=== About this task ===
A complete, unaltered copy of the listing is needed. Write it out.

*** Begin section ***

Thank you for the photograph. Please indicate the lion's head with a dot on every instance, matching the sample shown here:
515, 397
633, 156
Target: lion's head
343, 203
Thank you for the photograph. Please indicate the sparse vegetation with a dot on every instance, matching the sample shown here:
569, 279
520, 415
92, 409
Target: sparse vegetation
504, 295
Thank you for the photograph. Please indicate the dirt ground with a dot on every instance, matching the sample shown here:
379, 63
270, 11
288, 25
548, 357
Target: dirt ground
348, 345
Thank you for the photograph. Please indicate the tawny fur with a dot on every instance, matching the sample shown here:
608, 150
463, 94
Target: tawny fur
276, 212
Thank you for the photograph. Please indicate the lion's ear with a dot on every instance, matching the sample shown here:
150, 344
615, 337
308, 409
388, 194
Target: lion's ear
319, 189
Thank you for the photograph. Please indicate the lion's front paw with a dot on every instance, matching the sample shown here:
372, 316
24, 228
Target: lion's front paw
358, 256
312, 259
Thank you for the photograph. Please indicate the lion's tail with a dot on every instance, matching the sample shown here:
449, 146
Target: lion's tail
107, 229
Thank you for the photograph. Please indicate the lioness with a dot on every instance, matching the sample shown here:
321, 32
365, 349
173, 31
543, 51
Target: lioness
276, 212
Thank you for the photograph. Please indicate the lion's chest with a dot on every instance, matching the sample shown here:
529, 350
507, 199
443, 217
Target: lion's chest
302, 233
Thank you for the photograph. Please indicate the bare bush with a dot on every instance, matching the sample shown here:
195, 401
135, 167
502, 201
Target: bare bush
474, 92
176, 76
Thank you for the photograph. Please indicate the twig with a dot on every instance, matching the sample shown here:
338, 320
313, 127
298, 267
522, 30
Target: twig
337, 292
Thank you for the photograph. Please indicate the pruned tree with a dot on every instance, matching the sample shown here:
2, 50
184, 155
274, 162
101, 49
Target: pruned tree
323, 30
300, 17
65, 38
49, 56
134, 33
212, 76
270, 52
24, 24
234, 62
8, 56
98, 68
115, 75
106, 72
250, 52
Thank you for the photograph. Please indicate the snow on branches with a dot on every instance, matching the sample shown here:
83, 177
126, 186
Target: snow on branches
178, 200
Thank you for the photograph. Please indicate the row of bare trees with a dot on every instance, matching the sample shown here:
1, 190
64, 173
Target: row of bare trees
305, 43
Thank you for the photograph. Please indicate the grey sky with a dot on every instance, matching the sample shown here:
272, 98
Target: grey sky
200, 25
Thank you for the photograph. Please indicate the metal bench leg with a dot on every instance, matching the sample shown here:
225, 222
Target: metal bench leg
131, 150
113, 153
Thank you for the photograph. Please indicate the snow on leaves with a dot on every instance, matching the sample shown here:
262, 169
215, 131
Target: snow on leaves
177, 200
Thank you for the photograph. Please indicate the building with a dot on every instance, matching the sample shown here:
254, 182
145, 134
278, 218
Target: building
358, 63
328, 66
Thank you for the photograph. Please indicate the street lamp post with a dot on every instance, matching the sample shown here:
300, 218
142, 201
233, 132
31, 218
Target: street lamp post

*** End section ***

=== Expected answer ===
Thank you for the photograph. Please indicate the lion's head with a dot on every instance, matching the sample shown here:
515, 397
633, 156
Target: lion's head
343, 203
Thank you for the photograph. Please indicate the sparse vegetation with a dot on every instance, matching the sample shown here:
569, 279
520, 415
92, 409
Target: sparse vegetation
504, 295
Thank you for the photograph. Please indicate the dirt ground with a dot on every instance, matching the sample shown here:
379, 63
270, 11
288, 25
548, 357
Target: dirt ground
348, 345
Thank you for the photograph. Please indicate the tawny fur with a dot on every instance, matching the sample shown here:
608, 150
463, 94
Target: tawny fur
276, 212
Thank you for the photograph. Please indicate the lion's ear with a dot on every instance, matching the sample shown here:
150, 344
615, 337
308, 409
388, 194
Target: lion's ear
319, 189
Thank you for the photograph. Please indicate the lion's front paw with a dot on every instance, matching the sample shown here:
372, 316
24, 228
Target: lion's front paw
358, 256
312, 259
Thank you for the photograph. Please indicate the lion's tail with a dot on every instance, matching the sample shown here:
449, 146
Target: lion's tail
107, 229
Thank you for the photograph. Please indicate the lioness with a dot on every instance, matching the sample shown here:
321, 32
365, 349
173, 31
543, 51
Target: lioness
276, 212
Thank you for the photograph. Please indicate the lion's chest with a dot on every instance, matching the sample shown here:
529, 350
507, 199
443, 217
Target: lion's chest
302, 233
Thank you for the photograph. Please indicate the bare bush with a dot on every instance, matching the sample shown here:
195, 401
135, 167
502, 201
Target: bare bush
474, 92
176, 76
Thank you for the photograph. Please indicate the twig with a dot on every instance, matching the sample shown here:
338, 320
313, 127
298, 267
522, 30
Target: twig
337, 292
Thank you for the photograph. Please indicate the pruned tree with a dot on every instance, matching the sample shown here:
2, 50
184, 155
274, 162
101, 49
Target: pruned tree
323, 30
300, 17
65, 38
49, 56
134, 33
212, 76
270, 52
24, 24
234, 62
8, 56
98, 68
115, 75
106, 72
250, 52
Thank you for the photograph. Please indicate the snow on branches with a dot on every instance, matching the sample shown here:
83, 177
126, 186
Target: snow on branches
178, 200
Thank you for the photograph. Please indicate the row of bare trees with a dot on every instance, matching the sample shown here:
1, 190
64, 173
Target: row of bare trees
305, 43
Thank you for the photograph. Please indicate the grey sky with a dot on every instance, matching the sample shown here:
272, 98
Target: grey sky
200, 25
Thank you for the photograph. Please indicate the metal bench leg with a dot on every instance, matching the sample shown here:
225, 222
Target: metal bench leg
131, 150
113, 153
Thank you for the photograph. Please indicate the snow on leaves with a dot on every instance, matching the sample shown here:
262, 169
215, 131
Target: snow on leaves
177, 200
Thank you for the photograph. Please indicate the building with a dot on every instance, matching the sample shown here:
254, 182
145, 134
278, 218
Target: building
358, 63
328, 66
Thank you for the photograph. Please indicate the street lamp post with a dot on every instance, matching the sample shown here:
300, 218
142, 201
233, 132
31, 218
Target: street lamp post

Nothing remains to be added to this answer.